- **EXERCISE INPUTS**
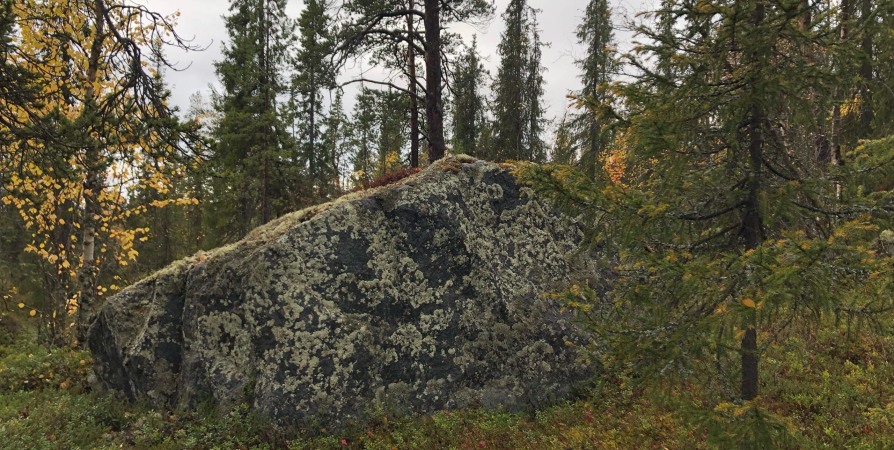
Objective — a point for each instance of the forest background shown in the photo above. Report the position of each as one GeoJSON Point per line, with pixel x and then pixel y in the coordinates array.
{"type": "Point", "coordinates": [733, 163]}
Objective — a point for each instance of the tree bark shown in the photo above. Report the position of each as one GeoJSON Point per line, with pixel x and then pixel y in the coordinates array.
{"type": "Point", "coordinates": [414, 103]}
{"type": "Point", "coordinates": [434, 109]}
{"type": "Point", "coordinates": [753, 228]}
{"type": "Point", "coordinates": [867, 114]}
{"type": "Point", "coordinates": [836, 156]}
{"type": "Point", "coordinates": [265, 84]}
{"type": "Point", "coordinates": [93, 185]}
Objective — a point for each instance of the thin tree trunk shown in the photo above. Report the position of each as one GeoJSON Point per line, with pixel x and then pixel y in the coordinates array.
{"type": "Point", "coordinates": [265, 83]}
{"type": "Point", "coordinates": [753, 233]}
{"type": "Point", "coordinates": [836, 157]}
{"type": "Point", "coordinates": [93, 185]}
{"type": "Point", "coordinates": [434, 109]}
{"type": "Point", "coordinates": [867, 112]}
{"type": "Point", "coordinates": [414, 102]}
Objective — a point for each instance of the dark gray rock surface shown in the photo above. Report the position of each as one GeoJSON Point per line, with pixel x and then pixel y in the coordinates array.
{"type": "Point", "coordinates": [418, 296]}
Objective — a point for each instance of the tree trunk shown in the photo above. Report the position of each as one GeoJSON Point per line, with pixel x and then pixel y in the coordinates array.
{"type": "Point", "coordinates": [414, 103]}
{"type": "Point", "coordinates": [867, 114]}
{"type": "Point", "coordinates": [93, 185]}
{"type": "Point", "coordinates": [434, 110]}
{"type": "Point", "coordinates": [836, 156]}
{"type": "Point", "coordinates": [265, 84]}
{"type": "Point", "coordinates": [753, 229]}
{"type": "Point", "coordinates": [749, 364]}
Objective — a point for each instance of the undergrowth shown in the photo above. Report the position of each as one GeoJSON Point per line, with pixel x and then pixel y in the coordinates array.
{"type": "Point", "coordinates": [832, 387]}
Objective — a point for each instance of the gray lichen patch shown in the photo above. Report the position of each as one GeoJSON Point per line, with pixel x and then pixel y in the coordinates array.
{"type": "Point", "coordinates": [422, 295]}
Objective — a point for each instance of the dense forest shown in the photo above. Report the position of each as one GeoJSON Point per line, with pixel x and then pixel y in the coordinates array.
{"type": "Point", "coordinates": [732, 164]}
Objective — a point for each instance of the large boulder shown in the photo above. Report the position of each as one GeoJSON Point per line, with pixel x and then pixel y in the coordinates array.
{"type": "Point", "coordinates": [423, 295]}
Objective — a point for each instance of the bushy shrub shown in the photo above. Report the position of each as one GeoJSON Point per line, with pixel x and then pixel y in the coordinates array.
{"type": "Point", "coordinates": [32, 367]}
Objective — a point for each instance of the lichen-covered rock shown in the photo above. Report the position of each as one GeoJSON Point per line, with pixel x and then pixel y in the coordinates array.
{"type": "Point", "coordinates": [419, 296]}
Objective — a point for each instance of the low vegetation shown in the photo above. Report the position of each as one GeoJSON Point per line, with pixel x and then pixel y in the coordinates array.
{"type": "Point", "coordinates": [829, 385]}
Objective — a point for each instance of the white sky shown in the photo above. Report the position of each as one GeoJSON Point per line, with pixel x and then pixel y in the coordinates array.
{"type": "Point", "coordinates": [202, 21]}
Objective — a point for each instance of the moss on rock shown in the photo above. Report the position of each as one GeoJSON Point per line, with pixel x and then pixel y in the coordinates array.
{"type": "Point", "coordinates": [422, 295]}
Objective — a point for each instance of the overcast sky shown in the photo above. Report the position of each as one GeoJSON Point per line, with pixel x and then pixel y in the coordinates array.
{"type": "Point", "coordinates": [201, 20]}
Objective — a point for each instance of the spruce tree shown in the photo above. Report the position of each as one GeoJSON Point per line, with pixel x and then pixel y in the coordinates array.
{"type": "Point", "coordinates": [596, 35]}
{"type": "Point", "coordinates": [336, 133]}
{"type": "Point", "coordinates": [253, 146]}
{"type": "Point", "coordinates": [468, 102]}
{"type": "Point", "coordinates": [382, 26]}
{"type": "Point", "coordinates": [724, 232]}
{"type": "Point", "coordinates": [312, 75]}
{"type": "Point", "coordinates": [518, 88]}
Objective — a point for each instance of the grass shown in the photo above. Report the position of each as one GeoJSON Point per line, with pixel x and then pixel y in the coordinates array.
{"type": "Point", "coordinates": [830, 387]}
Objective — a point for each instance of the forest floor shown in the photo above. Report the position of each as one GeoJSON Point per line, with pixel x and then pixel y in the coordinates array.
{"type": "Point", "coordinates": [829, 386]}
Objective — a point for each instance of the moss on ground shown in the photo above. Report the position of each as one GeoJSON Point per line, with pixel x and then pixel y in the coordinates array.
{"type": "Point", "coordinates": [833, 386]}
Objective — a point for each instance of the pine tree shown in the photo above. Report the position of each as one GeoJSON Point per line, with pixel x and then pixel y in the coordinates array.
{"type": "Point", "coordinates": [336, 134]}
{"type": "Point", "coordinates": [379, 134]}
{"type": "Point", "coordinates": [518, 88]}
{"type": "Point", "coordinates": [596, 34]}
{"type": "Point", "coordinates": [468, 104]}
{"type": "Point", "coordinates": [380, 26]}
{"type": "Point", "coordinates": [253, 145]}
{"type": "Point", "coordinates": [312, 75]}
{"type": "Point", "coordinates": [96, 112]}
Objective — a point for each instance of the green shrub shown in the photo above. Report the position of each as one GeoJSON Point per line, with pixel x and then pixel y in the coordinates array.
{"type": "Point", "coordinates": [31, 367]}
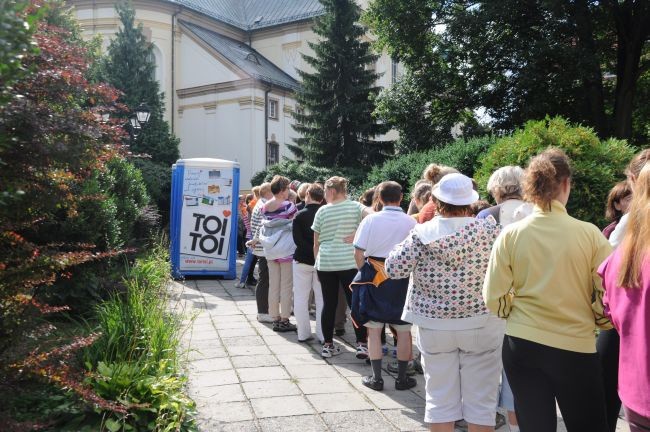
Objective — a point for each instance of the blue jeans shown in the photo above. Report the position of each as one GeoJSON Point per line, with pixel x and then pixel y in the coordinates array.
{"type": "Point", "coordinates": [247, 265]}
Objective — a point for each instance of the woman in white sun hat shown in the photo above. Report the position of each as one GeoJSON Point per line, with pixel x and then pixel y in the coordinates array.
{"type": "Point", "coordinates": [459, 339]}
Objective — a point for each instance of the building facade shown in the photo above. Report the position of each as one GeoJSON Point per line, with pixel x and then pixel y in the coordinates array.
{"type": "Point", "coordinates": [228, 69]}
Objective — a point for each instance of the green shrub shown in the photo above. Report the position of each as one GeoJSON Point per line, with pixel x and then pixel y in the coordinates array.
{"type": "Point", "coordinates": [597, 164]}
{"type": "Point", "coordinates": [407, 169]}
{"type": "Point", "coordinates": [136, 358]}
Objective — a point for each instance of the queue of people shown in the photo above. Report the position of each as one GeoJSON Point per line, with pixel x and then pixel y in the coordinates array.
{"type": "Point", "coordinates": [517, 305]}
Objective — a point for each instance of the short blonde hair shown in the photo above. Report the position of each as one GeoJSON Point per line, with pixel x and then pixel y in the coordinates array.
{"type": "Point", "coordinates": [265, 189]}
{"type": "Point", "coordinates": [339, 184]}
{"type": "Point", "coordinates": [302, 191]}
{"type": "Point", "coordinates": [506, 182]}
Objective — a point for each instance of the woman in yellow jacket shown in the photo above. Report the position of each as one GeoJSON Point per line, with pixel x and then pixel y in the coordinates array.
{"type": "Point", "coordinates": [542, 277]}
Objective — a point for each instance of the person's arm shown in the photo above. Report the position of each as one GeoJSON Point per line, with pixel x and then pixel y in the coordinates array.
{"type": "Point", "coordinates": [300, 233]}
{"type": "Point", "coordinates": [404, 257]}
{"type": "Point", "coordinates": [497, 287]}
{"type": "Point", "coordinates": [603, 250]}
{"type": "Point", "coordinates": [359, 258]}
{"type": "Point", "coordinates": [316, 244]}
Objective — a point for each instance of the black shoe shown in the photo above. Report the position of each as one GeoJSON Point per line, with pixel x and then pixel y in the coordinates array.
{"type": "Point", "coordinates": [284, 326]}
{"type": "Point", "coordinates": [371, 382]}
{"type": "Point", "coordinates": [405, 384]}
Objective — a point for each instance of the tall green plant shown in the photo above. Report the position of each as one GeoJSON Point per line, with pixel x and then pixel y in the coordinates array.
{"type": "Point", "coordinates": [336, 123]}
{"type": "Point", "coordinates": [598, 164]}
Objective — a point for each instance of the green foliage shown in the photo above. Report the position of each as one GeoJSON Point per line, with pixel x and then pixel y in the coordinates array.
{"type": "Point", "coordinates": [407, 169]}
{"type": "Point", "coordinates": [597, 164]}
{"type": "Point", "coordinates": [521, 60]}
{"type": "Point", "coordinates": [136, 359]}
{"type": "Point", "coordinates": [129, 66]}
{"type": "Point", "coordinates": [337, 124]}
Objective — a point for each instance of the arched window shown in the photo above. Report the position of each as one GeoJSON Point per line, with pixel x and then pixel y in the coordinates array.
{"type": "Point", "coordinates": [159, 61]}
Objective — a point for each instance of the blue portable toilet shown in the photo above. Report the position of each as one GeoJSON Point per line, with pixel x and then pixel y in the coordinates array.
{"type": "Point", "coordinates": [203, 225]}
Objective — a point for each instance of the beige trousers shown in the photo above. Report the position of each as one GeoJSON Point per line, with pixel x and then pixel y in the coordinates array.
{"type": "Point", "coordinates": [280, 289]}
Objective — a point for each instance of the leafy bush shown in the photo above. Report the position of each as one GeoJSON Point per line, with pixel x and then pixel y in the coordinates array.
{"type": "Point", "coordinates": [407, 169]}
{"type": "Point", "coordinates": [136, 358]}
{"type": "Point", "coordinates": [597, 164]}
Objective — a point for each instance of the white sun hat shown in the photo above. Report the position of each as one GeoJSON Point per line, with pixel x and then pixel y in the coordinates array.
{"type": "Point", "coordinates": [455, 189]}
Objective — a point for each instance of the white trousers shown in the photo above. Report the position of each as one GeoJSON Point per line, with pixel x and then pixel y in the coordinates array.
{"type": "Point", "coordinates": [305, 280]}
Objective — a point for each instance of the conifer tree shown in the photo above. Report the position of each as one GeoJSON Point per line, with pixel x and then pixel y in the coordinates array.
{"type": "Point", "coordinates": [336, 123]}
{"type": "Point", "coordinates": [129, 66]}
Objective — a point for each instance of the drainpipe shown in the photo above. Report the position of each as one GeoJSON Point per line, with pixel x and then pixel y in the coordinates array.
{"type": "Point", "coordinates": [266, 125]}
{"type": "Point", "coordinates": [173, 95]}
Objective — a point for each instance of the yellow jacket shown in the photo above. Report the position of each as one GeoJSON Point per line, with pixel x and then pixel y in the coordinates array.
{"type": "Point", "coordinates": [542, 278]}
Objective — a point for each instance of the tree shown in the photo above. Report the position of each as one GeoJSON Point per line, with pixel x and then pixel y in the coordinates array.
{"type": "Point", "coordinates": [337, 124]}
{"type": "Point", "coordinates": [129, 67]}
{"type": "Point", "coordinates": [525, 59]}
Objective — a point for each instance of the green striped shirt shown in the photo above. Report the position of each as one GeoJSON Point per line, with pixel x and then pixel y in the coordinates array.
{"type": "Point", "coordinates": [333, 222]}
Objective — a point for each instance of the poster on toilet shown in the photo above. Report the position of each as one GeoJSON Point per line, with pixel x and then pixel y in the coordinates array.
{"type": "Point", "coordinates": [206, 218]}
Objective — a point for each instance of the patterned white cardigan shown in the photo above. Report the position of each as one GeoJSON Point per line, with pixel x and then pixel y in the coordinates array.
{"type": "Point", "coordinates": [446, 275]}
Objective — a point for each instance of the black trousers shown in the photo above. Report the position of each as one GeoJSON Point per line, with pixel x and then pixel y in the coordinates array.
{"type": "Point", "coordinates": [607, 345]}
{"type": "Point", "coordinates": [330, 283]}
{"type": "Point", "coordinates": [539, 374]}
{"type": "Point", "coordinates": [262, 288]}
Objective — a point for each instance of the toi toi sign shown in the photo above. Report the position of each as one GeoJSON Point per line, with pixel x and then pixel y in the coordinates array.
{"type": "Point", "coordinates": [209, 234]}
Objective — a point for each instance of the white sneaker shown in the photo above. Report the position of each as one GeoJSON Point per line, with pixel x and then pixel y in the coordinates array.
{"type": "Point", "coordinates": [362, 351]}
{"type": "Point", "coordinates": [330, 350]}
{"type": "Point", "coordinates": [264, 318]}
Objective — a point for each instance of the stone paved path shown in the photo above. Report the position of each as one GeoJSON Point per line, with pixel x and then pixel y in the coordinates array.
{"type": "Point", "coordinates": [245, 377]}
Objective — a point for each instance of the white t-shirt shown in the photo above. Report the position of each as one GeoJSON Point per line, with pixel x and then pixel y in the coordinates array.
{"type": "Point", "coordinates": [380, 232]}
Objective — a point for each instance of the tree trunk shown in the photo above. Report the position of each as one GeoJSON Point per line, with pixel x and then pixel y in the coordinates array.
{"type": "Point", "coordinates": [632, 27]}
{"type": "Point", "coordinates": [592, 81]}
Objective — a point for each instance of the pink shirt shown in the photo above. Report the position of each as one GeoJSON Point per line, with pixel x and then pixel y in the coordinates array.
{"type": "Point", "coordinates": [629, 309]}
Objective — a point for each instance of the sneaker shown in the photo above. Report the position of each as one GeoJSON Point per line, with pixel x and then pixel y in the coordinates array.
{"type": "Point", "coordinates": [371, 382]}
{"type": "Point", "coordinates": [394, 368]}
{"type": "Point", "coordinates": [330, 351]}
{"type": "Point", "coordinates": [405, 384]}
{"type": "Point", "coordinates": [362, 351]}
{"type": "Point", "coordinates": [264, 318]}
{"type": "Point", "coordinates": [284, 326]}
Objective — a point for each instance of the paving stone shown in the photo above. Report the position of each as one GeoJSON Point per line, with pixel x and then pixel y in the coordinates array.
{"type": "Point", "coordinates": [407, 419]}
{"type": "Point", "coordinates": [238, 332]}
{"type": "Point", "coordinates": [324, 385]}
{"type": "Point", "coordinates": [228, 412]}
{"type": "Point", "coordinates": [215, 378]}
{"type": "Point", "coordinates": [300, 359]}
{"type": "Point", "coordinates": [254, 361]}
{"type": "Point", "coordinates": [339, 402]}
{"type": "Point", "coordinates": [262, 373]}
{"type": "Point", "coordinates": [358, 421]}
{"type": "Point", "coordinates": [241, 341]}
{"type": "Point", "coordinates": [212, 364]}
{"type": "Point", "coordinates": [205, 396]}
{"type": "Point", "coordinates": [304, 423]}
{"type": "Point", "coordinates": [312, 371]}
{"type": "Point", "coordinates": [281, 406]}
{"type": "Point", "coordinates": [248, 350]}
{"type": "Point", "coordinates": [353, 370]}
{"type": "Point", "coordinates": [263, 389]}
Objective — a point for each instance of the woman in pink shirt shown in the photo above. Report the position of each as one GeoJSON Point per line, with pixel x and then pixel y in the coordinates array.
{"type": "Point", "coordinates": [626, 279]}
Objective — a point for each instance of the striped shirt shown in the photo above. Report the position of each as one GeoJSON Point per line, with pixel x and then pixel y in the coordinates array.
{"type": "Point", "coordinates": [334, 222]}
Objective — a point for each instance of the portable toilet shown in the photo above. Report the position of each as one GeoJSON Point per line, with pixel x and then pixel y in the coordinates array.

- **WHAT THE EXERCISE ASKS**
Print, exactly and only, the lines running from the one with "Objective — a point for each instance of the striped" to the end of the data above.

- **FINISHED EXERCISE**
Objective — a point for each instance of the striped shirt shown in the photo above. Report the position of each as one GeoJSON Point per line, with pixel x and then pixel y in the coordinates array.
{"type": "Point", "coordinates": [334, 222]}
Objective — a point for each instance of the portable toilet shown in the photo above. Report the position of each as one GeoJSON Point per line, with pixel x and then pixel y in the coordinates array.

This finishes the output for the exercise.